**AÇÕES A REALIZAR:**
**1)** Diga se cada afirmação abaixo está de acordo com o texto sobre Yanis Varoufakis, respondendo sim ou não e transcrevendo entre aspas as palavras do texto que decidem a questão. (a) A série de documentários é de Raoul Martinez. (b) Varoufakis considera a austeridade uma resposta necessária à crise. (c) A entrevista com Varoufakis foi feita para a edição impressa da Jacobin em língua alemã.
**2)** No texto sobre Yanis Varoufakis, renomeie "elites" como "classes dominantes" em tudo o que vai de "Uma nova série com" até "para além dela.", e reproduza esse trecho com a troca feita.
**3)** Escreva o que vem a seguir no texto sobre Yanis Varoufakis, começando logo depois da última frase apresentada.

**TEXTO DE ORIGEM:**
Uma nova série com Yanis Varoufakis explica como as elites usaram a crise financeira para aterrorizar as populações da Europa até a submissão. Nesta entrevista, ele conta à Jacobin porque o movimento antiausteridade falhou e por que o centro político está convergindo com a extrema-direita no ocidente
"A dívida é para o capitalismo o que o inferno é para o cristianismo: incômoda, mas essencial.” Em uma nova série de documentários, Yanis Varoufakis explica como as elites usaram as próprias condições estruturais do capitalismo para aterrorizar as populações até a submissão, promovendo assim sua contrarrevolução. Para o ex-ministro das Finanças grego, a austeridade não foi uma resposta necessária à crise, mas um instrumento de “guerra de classes” usado para reestruturar as economias da Europa e para além dela.
A série de Raoul Martinez, In the Eye Of The Storm: The Political Odyssey of Yanis Varoufakis [ainda sem título oficial no Brasil; em tradução livre, No olho do furacão: a odisseia política de Yanis Varoufakis] relata a resistência contra esse processo — e as maneiras pelas quais os dogmas das instituições europeias colocaram a UE em sua atual guinada à direita. Em uma entrevista para a nova edição impressa da Jacobin em língua alemã, David Broder conversou com Varoufakis sobre seu tempo como ministro das Finanças, os motivos pelos quais as crises recentes beneficiaram principalmente a extrema-direita e o declínio da hegemonia ocidental em nível global.

**LISTAGEM:**
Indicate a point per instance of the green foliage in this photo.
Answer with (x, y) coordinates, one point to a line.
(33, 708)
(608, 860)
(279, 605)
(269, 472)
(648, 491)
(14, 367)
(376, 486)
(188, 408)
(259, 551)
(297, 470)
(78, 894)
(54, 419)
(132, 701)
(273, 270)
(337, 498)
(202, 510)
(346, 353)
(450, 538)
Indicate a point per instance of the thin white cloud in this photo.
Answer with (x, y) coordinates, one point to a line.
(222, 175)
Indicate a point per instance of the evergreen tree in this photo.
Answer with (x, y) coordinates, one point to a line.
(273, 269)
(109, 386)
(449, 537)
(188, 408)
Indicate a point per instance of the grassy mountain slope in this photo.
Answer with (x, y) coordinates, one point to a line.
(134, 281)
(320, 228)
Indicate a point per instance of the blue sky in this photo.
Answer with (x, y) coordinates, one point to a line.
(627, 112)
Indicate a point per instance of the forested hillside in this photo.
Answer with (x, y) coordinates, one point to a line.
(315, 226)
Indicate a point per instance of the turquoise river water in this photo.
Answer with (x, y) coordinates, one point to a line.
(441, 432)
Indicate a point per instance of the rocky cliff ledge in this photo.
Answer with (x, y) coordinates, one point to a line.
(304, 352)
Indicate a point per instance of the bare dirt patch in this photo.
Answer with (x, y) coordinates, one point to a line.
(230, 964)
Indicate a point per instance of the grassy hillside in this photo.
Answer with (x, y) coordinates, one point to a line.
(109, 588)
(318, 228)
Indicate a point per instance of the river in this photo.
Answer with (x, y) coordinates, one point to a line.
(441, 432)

**RESPOSTAS POR TAREFA:**
**1)**
(a) Sim: "A série de Raoul Martinez".
(b) Não: "a austeridade não foi uma resposta necessária à crise, mas um instrumento de “guerra de classes”".
(c) Sim: "Em uma entrevista para a nova edição impressa da Jacobin em língua alemã".

**2)**
Uma nova série com Yanis Varoufakis explica como as classes dominantes usaram a crise financeira para aterrorizar as populações da Europa até a submissão. Nesta entrevista, ele conta à Jacobin porque o movimento antiausteridade falhou e por que o centro político está convergindo com a extrema-direita no ocidente
"A dívida é para o capitalismo o que o inferno é para o cristianismo: incômoda, mas essencial.” Em uma nova série de documentários, Yanis Varoufakis explica como as classes dominantes usaram as próprias condições estruturais do capitalismo para aterrorizar as populações até a submissão, promovendo assim sua contrarrevolução. Para o ex-ministro das Finanças grego, a austeridade não foi uma resposta necessária à crise, mas um instrumento de “guerra de classes” usado para reestruturar as economias da Europa e para além dela.

**3)**
A entrevista é de David Broder, publicada por Jacobin Brasil, 11-04-2024. A tradução é de Gustavo de Almeida Nogueira.
Yanis Varoufakis. (Foto: Reprodução | TED Talks)
No final de 2023, a revista The Economist nomeou a Grécia como a “economia do ano”. Nas eleições de junho, a Nova Democracia conquistou a maioria, em um resultado amplamente atribuído a sinais de crescimento econômico. O principal partido de oposição, o Syriza, segue em declínio. As coisas estão indo bem na Grécia?
A Economist tem todos os motivos para comemorar um milagre econômico. Se você é um homem de dinheiro ou um fundo abutre que compra empréstimos em meio a dificuldades, a Grécia é um El Dorado.
Atualmente, há 1,2 milhão de casas sendo retomadas, em um país de dez milhões de habitantes. Digamos que uma casa tenha sido comprada por US$ 250.000 antes da crise. Agora ela vale € 200.000. Ela tinha um empréstimo de €150.000, dos quais €50.000 foram pagos. O credor hipotecário não pode pagar os outros €100.000 por causa da crise, da perda de renda etc. Sendo assim, um fundo abutre registrado em Delaware, com uma conta bancária nas Ilhas Cayman, compra o empréstimo por €5.000. Mesmo que o vendam por apenas 100.000 euros, eles ganharam 95.000 euros em cima de 5.000 euros. Duvido que haja algum lugar onde se possa obter taxas de retorno mais altas. Isso está acontecendo em escala industrial.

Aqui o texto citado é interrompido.